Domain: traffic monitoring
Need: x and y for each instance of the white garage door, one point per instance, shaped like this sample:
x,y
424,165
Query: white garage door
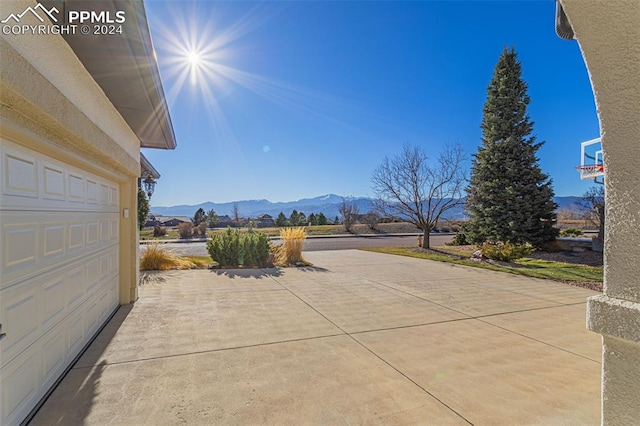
x,y
58,270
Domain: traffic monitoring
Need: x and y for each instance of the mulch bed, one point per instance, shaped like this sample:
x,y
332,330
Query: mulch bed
x,y
587,258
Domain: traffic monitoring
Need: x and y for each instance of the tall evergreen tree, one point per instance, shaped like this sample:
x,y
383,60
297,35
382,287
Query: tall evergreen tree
x,y
294,218
281,220
509,197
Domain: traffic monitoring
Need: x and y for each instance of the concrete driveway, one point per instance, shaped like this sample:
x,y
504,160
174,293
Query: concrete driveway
x,y
360,338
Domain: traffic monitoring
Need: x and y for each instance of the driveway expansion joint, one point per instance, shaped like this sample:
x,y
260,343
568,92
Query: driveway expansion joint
x,y
379,357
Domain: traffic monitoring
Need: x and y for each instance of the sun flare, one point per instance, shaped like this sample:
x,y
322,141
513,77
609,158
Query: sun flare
x,y
194,58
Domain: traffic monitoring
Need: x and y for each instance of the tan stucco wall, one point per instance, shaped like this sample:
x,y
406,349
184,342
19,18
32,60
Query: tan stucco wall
x,y
609,36
49,102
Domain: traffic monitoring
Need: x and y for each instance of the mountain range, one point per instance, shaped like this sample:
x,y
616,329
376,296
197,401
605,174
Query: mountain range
x,y
328,204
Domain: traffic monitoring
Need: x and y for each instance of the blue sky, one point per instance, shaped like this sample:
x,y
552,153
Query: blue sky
x,y
289,100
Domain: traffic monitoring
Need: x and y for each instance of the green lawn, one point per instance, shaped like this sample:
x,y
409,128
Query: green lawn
x,y
526,266
172,233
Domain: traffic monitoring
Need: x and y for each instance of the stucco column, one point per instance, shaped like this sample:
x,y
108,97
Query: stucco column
x,y
609,36
129,244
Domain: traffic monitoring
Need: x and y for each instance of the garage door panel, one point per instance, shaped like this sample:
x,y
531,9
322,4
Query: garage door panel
x,y
53,301
19,308
20,174
32,308
22,378
59,275
20,244
55,346
53,187
36,242
29,178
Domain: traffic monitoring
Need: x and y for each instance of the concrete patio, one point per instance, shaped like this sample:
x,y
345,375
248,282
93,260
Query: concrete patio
x,y
360,338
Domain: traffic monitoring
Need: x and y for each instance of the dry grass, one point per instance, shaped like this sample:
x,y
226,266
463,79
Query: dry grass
x,y
155,258
290,252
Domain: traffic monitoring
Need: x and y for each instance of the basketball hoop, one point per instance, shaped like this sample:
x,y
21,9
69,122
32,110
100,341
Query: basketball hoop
x,y
590,171
591,160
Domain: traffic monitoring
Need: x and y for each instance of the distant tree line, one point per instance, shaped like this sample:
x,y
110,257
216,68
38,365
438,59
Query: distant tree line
x,y
300,219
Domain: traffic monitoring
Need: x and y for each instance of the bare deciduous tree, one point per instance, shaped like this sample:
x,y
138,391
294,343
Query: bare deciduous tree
x,y
235,211
349,212
409,187
593,204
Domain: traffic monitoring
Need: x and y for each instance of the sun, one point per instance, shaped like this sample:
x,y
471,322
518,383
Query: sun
x,y
194,59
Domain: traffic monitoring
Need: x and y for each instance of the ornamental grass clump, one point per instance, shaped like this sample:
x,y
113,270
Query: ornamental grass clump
x,y
234,248
290,252
505,252
155,258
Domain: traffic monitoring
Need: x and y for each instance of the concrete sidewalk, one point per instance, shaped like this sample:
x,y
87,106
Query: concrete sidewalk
x,y
360,338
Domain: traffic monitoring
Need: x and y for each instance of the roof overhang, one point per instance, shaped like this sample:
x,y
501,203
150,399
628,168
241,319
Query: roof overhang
x,y
147,169
125,67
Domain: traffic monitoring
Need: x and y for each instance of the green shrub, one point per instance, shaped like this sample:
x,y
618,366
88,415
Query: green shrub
x,y
571,232
202,227
159,231
185,229
505,252
235,248
459,240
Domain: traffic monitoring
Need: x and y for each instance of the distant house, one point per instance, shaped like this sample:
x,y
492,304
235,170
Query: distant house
x,y
152,221
224,221
174,221
265,221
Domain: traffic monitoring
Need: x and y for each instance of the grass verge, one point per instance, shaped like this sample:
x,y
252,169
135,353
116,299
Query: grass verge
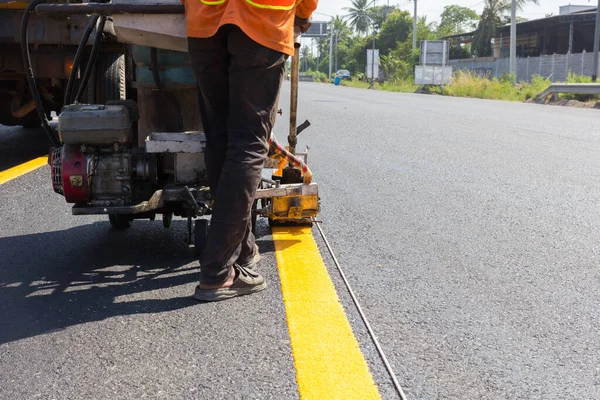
x,y
465,84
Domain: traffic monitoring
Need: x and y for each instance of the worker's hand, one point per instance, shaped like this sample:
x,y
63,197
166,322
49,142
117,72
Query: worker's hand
x,y
302,23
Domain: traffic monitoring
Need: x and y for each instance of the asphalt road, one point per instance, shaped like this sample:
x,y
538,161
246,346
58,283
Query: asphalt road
x,y
468,229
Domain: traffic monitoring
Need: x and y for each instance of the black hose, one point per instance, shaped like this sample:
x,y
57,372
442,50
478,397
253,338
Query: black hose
x,y
161,88
109,9
35,94
92,60
78,57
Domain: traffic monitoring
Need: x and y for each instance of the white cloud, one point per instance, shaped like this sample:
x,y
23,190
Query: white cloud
x,y
433,8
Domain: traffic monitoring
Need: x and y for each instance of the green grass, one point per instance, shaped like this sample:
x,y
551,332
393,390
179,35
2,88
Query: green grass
x,y
401,86
465,84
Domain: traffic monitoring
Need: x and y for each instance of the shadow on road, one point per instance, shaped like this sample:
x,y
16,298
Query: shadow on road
x,y
54,280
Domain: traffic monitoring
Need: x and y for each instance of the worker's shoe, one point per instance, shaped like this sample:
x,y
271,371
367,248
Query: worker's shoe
x,y
252,262
246,281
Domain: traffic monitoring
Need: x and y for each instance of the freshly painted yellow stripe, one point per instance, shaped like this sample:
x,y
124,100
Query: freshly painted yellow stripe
x,y
329,362
22,169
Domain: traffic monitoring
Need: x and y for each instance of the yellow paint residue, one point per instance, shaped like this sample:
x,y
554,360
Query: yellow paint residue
x,y
22,169
329,362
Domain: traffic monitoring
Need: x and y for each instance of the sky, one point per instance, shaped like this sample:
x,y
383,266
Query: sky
x,y
433,8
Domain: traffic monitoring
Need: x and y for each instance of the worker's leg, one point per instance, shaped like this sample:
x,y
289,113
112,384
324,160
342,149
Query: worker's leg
x,y
210,63
255,75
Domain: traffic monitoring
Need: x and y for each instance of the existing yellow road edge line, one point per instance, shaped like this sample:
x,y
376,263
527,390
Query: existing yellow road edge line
x,y
22,169
329,362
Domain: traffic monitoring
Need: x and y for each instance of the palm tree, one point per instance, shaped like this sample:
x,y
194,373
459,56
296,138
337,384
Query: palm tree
x,y
358,16
340,27
494,14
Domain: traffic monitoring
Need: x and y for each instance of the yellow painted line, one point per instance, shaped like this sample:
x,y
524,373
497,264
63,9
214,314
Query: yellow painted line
x,y
329,362
22,169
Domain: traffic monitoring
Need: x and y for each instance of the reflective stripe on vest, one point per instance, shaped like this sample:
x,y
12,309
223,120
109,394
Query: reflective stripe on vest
x,y
268,4
273,4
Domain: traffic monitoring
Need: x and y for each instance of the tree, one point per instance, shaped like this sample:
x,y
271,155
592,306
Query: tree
x,y
456,19
494,13
379,14
397,28
358,16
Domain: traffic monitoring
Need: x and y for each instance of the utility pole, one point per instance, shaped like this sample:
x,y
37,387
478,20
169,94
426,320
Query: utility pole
x,y
337,36
596,44
331,47
373,55
513,38
415,27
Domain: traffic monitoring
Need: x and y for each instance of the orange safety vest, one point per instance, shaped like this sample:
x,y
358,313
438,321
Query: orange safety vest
x,y
266,4
267,22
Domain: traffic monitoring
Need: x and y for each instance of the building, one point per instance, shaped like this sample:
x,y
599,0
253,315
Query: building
x,y
552,47
566,33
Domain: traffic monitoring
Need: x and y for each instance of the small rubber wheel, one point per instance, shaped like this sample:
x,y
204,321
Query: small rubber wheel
x,y
167,219
31,124
119,222
200,235
254,215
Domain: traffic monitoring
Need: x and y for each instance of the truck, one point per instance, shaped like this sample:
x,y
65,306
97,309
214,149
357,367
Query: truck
x,y
128,142
54,42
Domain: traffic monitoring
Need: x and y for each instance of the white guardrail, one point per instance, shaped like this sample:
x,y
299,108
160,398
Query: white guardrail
x,y
573,88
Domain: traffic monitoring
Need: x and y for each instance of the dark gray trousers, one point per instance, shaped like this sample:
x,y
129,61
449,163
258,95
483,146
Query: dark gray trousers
x,y
239,82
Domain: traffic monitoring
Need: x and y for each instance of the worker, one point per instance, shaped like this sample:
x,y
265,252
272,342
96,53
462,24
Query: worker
x,y
238,50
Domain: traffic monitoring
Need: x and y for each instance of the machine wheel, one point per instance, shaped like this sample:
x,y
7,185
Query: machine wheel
x,y
111,79
108,80
119,222
167,219
200,235
31,124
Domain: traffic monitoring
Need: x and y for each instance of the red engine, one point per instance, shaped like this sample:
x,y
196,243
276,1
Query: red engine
x,y
70,173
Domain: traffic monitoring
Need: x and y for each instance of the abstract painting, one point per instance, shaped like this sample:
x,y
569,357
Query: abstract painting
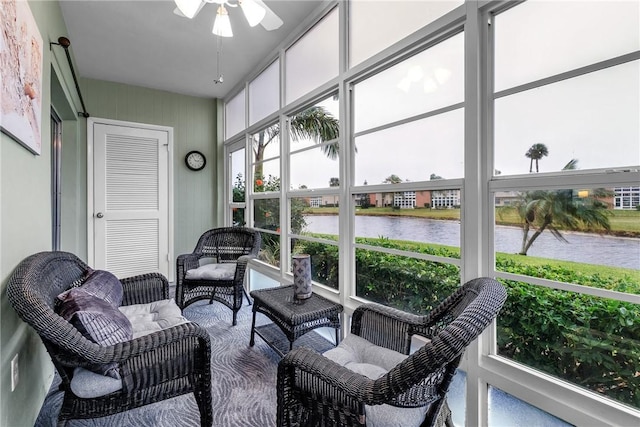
x,y
20,74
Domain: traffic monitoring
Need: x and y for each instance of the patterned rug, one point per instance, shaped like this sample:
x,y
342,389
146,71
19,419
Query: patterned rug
x,y
243,379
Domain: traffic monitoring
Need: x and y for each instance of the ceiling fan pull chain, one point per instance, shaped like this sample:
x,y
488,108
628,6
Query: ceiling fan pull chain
x,y
220,78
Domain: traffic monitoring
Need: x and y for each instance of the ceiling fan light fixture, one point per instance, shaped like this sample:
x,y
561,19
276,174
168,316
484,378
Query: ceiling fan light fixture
x,y
222,24
252,11
189,8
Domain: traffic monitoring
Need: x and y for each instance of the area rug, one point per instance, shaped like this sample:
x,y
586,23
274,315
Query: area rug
x,y
243,379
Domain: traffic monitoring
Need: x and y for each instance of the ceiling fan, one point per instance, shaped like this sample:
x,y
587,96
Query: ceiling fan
x,y
255,11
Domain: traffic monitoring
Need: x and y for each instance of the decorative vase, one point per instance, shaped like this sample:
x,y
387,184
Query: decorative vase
x,y
302,276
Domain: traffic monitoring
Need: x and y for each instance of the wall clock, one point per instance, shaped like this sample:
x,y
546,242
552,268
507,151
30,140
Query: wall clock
x,y
195,160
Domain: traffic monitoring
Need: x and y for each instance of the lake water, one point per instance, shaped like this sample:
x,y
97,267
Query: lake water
x,y
580,247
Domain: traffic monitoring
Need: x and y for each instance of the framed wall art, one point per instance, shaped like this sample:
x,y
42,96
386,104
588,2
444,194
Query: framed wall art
x,y
20,75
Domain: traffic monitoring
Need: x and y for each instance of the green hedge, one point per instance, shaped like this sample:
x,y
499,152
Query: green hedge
x,y
589,341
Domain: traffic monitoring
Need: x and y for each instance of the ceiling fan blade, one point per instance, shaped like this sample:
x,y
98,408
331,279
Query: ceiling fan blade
x,y
178,12
271,21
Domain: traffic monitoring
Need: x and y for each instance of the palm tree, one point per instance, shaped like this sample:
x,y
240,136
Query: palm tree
x,y
536,152
561,209
314,123
555,210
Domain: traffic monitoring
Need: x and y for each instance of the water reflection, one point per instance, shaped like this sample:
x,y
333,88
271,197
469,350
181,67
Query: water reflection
x,y
581,247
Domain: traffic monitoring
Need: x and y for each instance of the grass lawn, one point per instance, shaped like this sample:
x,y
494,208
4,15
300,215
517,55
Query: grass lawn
x,y
622,222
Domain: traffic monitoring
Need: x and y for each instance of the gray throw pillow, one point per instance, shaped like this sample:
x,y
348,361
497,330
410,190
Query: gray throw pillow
x,y
98,320
101,284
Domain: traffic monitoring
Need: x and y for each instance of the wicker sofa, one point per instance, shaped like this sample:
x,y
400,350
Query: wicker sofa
x,y
159,365
216,268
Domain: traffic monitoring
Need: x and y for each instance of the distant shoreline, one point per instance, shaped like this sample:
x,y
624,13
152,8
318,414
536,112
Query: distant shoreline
x,y
440,215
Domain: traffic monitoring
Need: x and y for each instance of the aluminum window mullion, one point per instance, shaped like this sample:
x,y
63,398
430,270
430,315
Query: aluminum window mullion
x,y
577,72
411,119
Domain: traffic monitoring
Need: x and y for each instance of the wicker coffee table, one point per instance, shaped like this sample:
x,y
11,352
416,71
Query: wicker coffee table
x,y
294,318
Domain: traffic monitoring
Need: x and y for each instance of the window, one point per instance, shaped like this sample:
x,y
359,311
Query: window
x,y
265,190
264,93
313,60
569,258
468,135
314,138
237,193
376,25
234,113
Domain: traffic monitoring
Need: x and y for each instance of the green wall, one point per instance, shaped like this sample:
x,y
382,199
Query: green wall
x,y
194,122
25,228
25,193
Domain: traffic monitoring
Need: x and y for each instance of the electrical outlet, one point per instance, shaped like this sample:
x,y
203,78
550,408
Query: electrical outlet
x,y
14,372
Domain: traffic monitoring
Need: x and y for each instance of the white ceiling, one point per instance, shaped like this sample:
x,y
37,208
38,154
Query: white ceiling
x,y
143,43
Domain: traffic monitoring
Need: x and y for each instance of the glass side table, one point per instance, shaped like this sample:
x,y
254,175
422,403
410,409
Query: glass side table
x,y
294,317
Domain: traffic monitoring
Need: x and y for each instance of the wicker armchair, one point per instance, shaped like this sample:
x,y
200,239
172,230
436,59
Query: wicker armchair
x,y
316,391
233,246
154,367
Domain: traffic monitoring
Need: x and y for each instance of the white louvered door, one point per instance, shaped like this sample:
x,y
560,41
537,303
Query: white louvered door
x,y
131,208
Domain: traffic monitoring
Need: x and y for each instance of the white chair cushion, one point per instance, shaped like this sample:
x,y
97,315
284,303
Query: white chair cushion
x,y
145,319
359,355
88,384
226,271
155,316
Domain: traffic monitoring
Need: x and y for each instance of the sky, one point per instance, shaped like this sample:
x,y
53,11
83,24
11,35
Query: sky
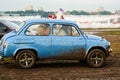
x,y
54,5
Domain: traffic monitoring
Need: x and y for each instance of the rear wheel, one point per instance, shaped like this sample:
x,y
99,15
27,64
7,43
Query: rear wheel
x,y
96,58
25,59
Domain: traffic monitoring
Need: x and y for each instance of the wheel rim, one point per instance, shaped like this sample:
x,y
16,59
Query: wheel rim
x,y
96,58
26,59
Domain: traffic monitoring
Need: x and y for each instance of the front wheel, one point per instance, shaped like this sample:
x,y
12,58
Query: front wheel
x,y
25,59
96,58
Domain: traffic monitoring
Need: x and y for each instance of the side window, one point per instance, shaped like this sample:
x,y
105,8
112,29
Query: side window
x,y
64,30
38,30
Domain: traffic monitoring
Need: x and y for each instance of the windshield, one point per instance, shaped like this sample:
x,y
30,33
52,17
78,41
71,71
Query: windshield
x,y
11,25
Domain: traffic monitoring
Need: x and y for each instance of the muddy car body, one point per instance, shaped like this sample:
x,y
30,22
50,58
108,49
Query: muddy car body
x,y
60,39
6,26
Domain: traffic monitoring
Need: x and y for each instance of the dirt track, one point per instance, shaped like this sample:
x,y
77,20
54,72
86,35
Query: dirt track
x,y
64,70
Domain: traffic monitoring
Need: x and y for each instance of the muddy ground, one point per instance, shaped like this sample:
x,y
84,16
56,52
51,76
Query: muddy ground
x,y
66,70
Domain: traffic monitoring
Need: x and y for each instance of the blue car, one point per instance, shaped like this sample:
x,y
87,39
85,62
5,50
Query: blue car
x,y
52,39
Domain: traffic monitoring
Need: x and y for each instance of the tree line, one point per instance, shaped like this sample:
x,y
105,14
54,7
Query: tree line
x,y
45,13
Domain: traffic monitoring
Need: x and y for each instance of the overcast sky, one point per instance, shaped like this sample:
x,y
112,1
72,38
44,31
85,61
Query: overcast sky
x,y
54,5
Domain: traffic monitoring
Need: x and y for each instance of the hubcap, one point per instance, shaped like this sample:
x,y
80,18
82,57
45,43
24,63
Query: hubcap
x,y
96,58
26,59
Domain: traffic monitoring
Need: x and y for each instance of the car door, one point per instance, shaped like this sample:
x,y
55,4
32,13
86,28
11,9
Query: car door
x,y
41,34
67,42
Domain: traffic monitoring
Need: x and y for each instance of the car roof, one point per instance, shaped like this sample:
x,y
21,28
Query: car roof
x,y
50,21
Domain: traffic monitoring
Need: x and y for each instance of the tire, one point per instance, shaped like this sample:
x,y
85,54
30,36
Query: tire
x,y
96,58
25,59
82,61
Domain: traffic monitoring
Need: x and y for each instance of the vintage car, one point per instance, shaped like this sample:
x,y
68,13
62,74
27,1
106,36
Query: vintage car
x,y
6,26
52,39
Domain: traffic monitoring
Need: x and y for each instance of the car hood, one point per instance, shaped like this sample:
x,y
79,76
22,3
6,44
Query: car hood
x,y
93,37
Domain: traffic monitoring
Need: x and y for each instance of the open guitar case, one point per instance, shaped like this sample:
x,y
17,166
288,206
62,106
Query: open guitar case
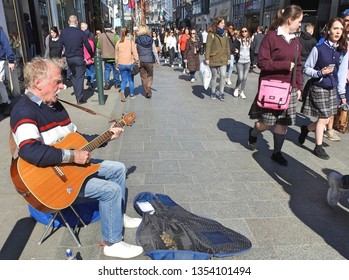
x,y
169,232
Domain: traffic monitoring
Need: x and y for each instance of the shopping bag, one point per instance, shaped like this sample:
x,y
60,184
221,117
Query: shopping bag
x,y
340,122
205,74
274,94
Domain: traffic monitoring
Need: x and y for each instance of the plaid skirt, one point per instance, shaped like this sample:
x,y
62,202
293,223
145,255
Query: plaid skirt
x,y
271,117
319,102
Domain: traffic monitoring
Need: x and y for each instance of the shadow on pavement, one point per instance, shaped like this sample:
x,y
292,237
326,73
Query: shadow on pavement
x,y
17,240
307,192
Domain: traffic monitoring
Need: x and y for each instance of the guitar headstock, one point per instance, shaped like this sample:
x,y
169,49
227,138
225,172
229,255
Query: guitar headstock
x,y
127,119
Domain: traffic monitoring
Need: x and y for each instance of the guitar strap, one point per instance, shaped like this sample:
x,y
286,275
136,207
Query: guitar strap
x,y
12,143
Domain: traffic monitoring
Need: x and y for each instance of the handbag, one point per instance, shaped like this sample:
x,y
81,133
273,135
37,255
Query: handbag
x,y
274,94
340,122
135,68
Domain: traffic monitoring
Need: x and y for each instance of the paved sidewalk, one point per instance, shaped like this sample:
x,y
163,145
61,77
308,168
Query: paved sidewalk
x,y
194,149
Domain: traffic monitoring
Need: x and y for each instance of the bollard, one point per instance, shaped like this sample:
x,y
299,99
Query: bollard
x,y
99,78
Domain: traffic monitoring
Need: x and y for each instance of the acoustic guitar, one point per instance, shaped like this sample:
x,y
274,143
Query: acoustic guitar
x,y
52,188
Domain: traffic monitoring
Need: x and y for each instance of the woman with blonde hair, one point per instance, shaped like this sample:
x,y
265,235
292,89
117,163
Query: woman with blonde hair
x,y
327,65
126,56
148,54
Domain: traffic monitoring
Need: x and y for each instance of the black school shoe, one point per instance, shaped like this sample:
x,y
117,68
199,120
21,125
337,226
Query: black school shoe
x,y
320,153
278,158
252,141
303,135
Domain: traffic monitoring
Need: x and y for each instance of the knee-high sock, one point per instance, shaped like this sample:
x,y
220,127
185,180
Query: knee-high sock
x,y
279,140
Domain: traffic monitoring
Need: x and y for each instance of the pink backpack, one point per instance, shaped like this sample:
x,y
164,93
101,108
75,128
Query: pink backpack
x,y
88,58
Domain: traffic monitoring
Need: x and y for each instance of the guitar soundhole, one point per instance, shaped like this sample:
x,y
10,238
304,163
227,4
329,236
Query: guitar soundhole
x,y
70,190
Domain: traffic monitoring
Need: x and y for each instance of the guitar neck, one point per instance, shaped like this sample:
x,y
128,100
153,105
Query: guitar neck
x,y
101,139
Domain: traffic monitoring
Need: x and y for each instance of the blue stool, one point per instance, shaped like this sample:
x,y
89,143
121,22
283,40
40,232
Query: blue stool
x,y
72,217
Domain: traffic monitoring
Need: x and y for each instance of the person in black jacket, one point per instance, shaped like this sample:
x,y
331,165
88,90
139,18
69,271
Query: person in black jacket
x,y
73,39
148,54
308,42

—————

* _Exercise brief_: Print exactly, and only, the lines of the material above that run from the one containing "Query: bollard" through its last line.

* _Exercise solution_:
Query: bollard
x,y
99,78
Domain: traffic monitoring
Need: x and y for each instance of the acoustic guitar, one point per instance, shaped like this sample:
x,y
274,143
Query: acoustic guitar
x,y
52,188
Domain: traffic monitoring
Need: x and y for each instance of the woman with blonde hair, one point per instance, shaped like this sample:
x,y
265,235
292,89
117,163
Query: woman with blonde hair
x,y
327,65
126,56
148,54
Domain: traffic monitoring
Need: x and y for each instance of the black school shoe, one point per instance, shaped like this sample:
x,y
117,68
199,120
21,125
337,226
Query: black school shoe
x,y
320,153
278,158
252,141
303,135
Domain: traffic monitoring
Need: x and y for each instance of the knee-high sock, one point per instance, shaped like this sample:
x,y
220,127
185,180
Query: knee-high sock
x,y
279,140
Domain: traffic monitoring
Need: x and y for each instance of the pink backpack, one point per instance, shaped like this sample:
x,y
164,93
101,108
75,128
Query: pink backpack
x,y
88,58
Domain: traffic monitoring
Need: x and y for each instance of the guitar soundhole, one point per instance, shaped like this sample:
x,y
10,238
304,163
227,4
329,236
Query: guitar soundhole
x,y
70,190
Domain: traffic monitoring
Need: x and y for each instance of the guitar neck, one point per instance, shaped like this sample:
x,y
128,100
153,105
Query: guitar neck
x,y
101,139
Domain: traffic monitoring
Need: x and y for each instance of the blue stool, one point per instance, shaped like this sample:
x,y
89,143
121,22
283,40
40,232
Query: blue stool
x,y
72,217
Domain: traffic monitoring
Need: x and y for each instance of the person in black jacket, one point per instance, shaped like this sample:
x,y
331,165
88,90
139,18
69,271
Query: person in black jacket
x,y
73,39
148,54
308,42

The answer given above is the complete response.